A block of data
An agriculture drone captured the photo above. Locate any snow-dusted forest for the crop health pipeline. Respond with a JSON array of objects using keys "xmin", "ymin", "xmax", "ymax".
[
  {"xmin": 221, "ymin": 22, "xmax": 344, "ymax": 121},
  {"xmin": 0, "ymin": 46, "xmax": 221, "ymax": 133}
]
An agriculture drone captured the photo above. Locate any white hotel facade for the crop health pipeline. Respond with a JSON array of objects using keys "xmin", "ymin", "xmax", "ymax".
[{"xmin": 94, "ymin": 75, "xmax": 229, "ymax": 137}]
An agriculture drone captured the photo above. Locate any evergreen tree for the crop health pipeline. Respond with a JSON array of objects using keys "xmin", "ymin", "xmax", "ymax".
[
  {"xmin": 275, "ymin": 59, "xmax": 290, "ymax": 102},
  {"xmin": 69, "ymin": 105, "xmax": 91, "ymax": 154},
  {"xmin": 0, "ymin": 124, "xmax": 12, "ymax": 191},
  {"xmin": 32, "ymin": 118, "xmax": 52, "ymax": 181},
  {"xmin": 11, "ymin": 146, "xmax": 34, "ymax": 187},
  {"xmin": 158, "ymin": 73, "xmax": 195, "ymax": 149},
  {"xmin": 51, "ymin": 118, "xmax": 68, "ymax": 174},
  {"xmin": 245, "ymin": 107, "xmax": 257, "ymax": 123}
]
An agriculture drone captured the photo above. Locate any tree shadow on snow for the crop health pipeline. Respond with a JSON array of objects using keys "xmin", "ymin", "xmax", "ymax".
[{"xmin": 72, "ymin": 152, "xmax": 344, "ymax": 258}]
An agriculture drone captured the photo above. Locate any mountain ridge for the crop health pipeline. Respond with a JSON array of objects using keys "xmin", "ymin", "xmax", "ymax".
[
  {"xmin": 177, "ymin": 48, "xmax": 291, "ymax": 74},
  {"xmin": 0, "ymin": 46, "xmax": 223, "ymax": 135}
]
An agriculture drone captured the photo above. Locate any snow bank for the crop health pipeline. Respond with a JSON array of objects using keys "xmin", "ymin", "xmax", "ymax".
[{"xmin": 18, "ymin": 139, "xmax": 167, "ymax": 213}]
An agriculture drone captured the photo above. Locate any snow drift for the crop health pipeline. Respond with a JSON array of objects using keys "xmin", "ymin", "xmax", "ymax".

TASK OBJECTIVE
Copy every line from the one containing "any snow bank" down to the end of the entries, adding -85 to each bounding-box coordinate and leaving everything else unchanged.

ANSWER TO THE PROBLEM
An agriculture drone captured the photo above. Locate any snow bank for the crop health pipeline. Respond with a JSON array of objects using keys "xmin", "ymin", "xmax", "ymax".
[{"xmin": -67, "ymin": 54, "xmax": 82, "ymax": 128}]
An agriculture drone captured the photo above. Locate any snow drift for the crop health pipeline. Respond with a JSON array of objects using keys "xmin", "ymin", "xmax", "ymax".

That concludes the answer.